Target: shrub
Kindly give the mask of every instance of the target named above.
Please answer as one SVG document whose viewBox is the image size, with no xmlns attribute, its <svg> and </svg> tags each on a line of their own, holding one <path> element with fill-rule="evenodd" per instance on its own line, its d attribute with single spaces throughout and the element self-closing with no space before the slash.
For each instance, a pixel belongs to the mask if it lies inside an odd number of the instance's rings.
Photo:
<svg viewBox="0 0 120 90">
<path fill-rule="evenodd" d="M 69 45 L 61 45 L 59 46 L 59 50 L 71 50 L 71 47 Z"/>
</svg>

==

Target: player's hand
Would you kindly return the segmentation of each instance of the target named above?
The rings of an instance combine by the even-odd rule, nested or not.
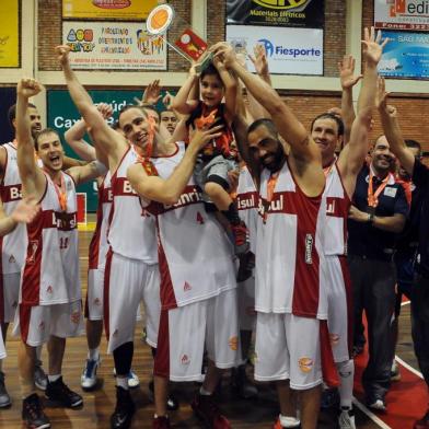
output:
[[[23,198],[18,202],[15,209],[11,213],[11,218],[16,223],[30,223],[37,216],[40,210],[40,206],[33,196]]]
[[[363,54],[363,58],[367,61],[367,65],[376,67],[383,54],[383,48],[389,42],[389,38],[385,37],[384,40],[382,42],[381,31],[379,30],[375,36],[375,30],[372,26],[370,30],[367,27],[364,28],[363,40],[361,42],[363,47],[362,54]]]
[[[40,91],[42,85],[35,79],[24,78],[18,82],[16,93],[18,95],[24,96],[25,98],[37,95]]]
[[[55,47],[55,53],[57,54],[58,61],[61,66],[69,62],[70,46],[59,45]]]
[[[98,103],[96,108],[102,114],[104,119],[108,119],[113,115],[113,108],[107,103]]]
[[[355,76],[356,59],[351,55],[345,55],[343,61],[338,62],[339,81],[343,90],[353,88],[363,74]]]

#### Exercise instructions:
Please pull out every line above that contains the word "each". Case counts.

#### Full answer:
Please answer as one SVG document whose viewBox is the image size, with no xmlns attribute, its <svg> and </svg> tags each on a line of their own, holding one <path> element with fill-rule="evenodd" per instance on its own line, its d attribute with single spaces throughout and the element self-closing with no space before the slash.
For each instance, a pixel belongs to the mask if it lies inside an odd number of the instance's rings.
Would you kindly return the segmentation of each instance of the target named above?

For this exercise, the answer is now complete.